Data items
________
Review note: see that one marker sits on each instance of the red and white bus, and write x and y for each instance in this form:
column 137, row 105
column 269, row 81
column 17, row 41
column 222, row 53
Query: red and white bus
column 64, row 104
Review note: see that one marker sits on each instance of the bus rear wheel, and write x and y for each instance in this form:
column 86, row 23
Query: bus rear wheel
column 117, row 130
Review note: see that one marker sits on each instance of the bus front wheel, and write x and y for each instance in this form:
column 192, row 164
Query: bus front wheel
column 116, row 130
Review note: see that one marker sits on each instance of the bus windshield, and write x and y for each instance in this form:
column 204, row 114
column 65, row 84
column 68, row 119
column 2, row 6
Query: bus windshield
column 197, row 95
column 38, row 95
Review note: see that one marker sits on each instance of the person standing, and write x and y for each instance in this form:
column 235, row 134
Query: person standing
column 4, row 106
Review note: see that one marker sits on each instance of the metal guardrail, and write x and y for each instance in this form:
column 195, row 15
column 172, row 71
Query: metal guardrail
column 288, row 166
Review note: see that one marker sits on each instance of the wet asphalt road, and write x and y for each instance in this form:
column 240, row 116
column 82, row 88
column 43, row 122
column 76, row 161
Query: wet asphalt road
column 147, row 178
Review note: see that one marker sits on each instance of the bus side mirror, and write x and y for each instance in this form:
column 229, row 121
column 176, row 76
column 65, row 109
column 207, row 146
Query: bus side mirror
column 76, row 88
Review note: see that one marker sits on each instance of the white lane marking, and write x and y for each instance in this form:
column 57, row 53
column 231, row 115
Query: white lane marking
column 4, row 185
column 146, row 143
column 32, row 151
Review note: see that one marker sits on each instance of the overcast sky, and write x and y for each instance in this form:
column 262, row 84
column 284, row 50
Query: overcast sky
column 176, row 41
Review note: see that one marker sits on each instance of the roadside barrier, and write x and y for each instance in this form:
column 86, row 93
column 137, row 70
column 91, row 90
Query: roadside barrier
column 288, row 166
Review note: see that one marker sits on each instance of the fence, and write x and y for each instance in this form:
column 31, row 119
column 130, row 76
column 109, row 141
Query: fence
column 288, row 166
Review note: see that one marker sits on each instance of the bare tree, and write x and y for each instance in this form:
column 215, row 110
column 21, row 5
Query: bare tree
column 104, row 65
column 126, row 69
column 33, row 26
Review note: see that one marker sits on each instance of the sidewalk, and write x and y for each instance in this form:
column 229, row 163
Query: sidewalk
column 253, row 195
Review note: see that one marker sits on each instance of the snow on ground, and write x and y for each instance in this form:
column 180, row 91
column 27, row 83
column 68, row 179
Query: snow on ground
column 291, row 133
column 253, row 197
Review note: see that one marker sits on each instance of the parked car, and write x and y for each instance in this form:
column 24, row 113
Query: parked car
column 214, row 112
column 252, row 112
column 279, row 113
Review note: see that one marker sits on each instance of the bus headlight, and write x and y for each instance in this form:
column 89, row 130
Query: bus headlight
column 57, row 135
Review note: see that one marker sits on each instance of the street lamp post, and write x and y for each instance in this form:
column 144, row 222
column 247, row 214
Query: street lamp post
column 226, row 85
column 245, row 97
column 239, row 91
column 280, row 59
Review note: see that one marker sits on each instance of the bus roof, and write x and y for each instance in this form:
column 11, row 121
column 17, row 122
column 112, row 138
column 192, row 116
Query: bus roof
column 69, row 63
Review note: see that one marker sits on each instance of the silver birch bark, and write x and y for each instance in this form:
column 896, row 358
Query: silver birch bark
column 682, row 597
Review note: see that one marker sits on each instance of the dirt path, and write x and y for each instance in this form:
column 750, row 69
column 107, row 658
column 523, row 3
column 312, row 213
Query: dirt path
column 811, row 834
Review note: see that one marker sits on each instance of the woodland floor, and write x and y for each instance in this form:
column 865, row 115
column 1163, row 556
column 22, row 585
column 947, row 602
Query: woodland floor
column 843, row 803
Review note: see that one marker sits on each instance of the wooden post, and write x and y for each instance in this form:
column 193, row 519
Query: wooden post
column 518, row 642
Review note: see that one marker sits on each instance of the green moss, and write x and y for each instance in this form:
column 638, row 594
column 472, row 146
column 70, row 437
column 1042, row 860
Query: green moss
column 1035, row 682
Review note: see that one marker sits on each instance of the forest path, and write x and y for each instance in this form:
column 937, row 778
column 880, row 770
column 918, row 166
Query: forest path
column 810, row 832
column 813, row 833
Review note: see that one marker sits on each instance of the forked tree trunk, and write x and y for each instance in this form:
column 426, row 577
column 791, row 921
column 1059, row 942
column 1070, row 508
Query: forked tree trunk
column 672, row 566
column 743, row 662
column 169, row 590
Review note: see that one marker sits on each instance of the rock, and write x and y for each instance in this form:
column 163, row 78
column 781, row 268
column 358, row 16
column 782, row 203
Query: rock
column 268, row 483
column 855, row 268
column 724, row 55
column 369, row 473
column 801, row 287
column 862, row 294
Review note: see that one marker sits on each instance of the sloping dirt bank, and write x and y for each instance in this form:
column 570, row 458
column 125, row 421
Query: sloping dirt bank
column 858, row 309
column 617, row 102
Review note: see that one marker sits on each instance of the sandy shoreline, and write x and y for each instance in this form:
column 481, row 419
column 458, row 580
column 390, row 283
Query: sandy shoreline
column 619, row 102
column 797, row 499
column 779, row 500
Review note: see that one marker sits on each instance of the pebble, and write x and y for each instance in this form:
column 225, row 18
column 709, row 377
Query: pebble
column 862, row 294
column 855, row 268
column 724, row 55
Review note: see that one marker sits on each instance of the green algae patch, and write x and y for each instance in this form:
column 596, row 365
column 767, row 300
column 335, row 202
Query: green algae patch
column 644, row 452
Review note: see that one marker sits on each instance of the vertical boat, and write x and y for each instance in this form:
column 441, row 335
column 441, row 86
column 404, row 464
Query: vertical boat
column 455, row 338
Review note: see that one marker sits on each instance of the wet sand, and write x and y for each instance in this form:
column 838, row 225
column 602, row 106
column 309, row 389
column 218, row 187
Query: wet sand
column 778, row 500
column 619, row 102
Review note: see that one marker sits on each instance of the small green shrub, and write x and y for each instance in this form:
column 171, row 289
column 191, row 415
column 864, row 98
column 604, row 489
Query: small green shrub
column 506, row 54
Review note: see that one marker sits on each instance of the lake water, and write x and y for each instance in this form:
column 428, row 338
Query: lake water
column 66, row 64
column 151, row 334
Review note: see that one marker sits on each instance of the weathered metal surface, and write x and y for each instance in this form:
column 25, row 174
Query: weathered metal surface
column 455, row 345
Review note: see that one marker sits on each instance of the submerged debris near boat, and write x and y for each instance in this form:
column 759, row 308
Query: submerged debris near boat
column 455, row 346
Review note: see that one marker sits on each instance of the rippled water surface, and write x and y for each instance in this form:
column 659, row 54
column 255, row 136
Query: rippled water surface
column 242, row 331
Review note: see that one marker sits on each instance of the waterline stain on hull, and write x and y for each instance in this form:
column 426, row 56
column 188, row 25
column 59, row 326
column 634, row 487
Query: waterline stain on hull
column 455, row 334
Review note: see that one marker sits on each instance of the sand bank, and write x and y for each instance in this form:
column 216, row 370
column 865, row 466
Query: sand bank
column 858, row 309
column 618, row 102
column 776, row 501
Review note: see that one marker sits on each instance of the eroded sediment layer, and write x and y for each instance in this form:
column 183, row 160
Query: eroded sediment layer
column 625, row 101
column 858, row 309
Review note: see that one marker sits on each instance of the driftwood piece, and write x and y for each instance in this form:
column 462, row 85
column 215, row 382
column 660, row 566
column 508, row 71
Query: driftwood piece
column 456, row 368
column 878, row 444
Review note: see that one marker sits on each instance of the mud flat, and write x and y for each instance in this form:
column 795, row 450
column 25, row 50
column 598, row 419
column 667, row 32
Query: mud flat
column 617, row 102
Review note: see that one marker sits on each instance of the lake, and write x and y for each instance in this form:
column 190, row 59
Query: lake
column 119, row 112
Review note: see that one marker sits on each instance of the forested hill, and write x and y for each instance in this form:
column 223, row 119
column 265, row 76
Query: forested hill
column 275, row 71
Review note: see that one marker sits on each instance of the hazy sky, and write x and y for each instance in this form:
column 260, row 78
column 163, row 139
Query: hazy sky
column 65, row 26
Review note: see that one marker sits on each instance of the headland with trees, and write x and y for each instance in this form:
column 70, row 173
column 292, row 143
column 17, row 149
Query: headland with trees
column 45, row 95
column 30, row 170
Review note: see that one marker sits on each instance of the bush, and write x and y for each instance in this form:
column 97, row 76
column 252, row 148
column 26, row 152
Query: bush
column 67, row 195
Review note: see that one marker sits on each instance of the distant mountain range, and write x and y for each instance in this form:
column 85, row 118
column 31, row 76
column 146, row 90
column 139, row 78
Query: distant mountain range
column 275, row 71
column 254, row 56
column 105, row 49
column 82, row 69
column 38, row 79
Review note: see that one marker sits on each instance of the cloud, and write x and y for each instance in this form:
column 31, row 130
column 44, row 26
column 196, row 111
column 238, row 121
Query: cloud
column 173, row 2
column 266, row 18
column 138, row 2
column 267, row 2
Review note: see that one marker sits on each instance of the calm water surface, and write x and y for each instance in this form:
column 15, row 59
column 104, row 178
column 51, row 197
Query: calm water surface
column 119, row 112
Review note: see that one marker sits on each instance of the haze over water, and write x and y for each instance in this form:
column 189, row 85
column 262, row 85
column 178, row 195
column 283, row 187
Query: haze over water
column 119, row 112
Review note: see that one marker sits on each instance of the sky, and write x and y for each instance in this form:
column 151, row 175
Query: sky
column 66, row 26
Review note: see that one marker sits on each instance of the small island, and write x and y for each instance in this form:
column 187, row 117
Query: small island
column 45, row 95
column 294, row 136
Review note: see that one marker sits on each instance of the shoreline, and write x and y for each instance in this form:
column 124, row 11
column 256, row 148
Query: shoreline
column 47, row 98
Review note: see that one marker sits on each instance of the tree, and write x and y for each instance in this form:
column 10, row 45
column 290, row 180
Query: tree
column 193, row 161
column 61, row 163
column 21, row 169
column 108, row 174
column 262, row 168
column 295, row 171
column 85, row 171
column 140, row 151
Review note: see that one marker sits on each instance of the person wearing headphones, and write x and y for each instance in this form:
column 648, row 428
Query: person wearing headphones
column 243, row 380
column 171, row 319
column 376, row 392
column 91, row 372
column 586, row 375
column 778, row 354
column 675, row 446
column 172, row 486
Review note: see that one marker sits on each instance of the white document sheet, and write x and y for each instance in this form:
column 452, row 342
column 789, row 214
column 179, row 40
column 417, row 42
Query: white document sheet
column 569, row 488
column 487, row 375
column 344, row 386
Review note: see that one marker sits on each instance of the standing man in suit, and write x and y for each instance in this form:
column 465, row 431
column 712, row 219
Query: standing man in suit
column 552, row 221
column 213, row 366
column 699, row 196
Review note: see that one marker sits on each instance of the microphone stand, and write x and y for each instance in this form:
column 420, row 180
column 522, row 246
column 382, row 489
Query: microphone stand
________
▸ **Set task**
Edit the stretch from the start of the items through the line containing "column 64, row 104" by replacing "red and white bus" with "blue and white bus", and write out those lines with everything else unchanged.

▸ **Full output**
Review note: see that one marker sits on each instance of the blue and white bus, and write x and y for each instance in this form:
column 137, row 105
column 269, row 81
column 17, row 41
column 222, row 53
Query: blue and white bus
column 64, row 104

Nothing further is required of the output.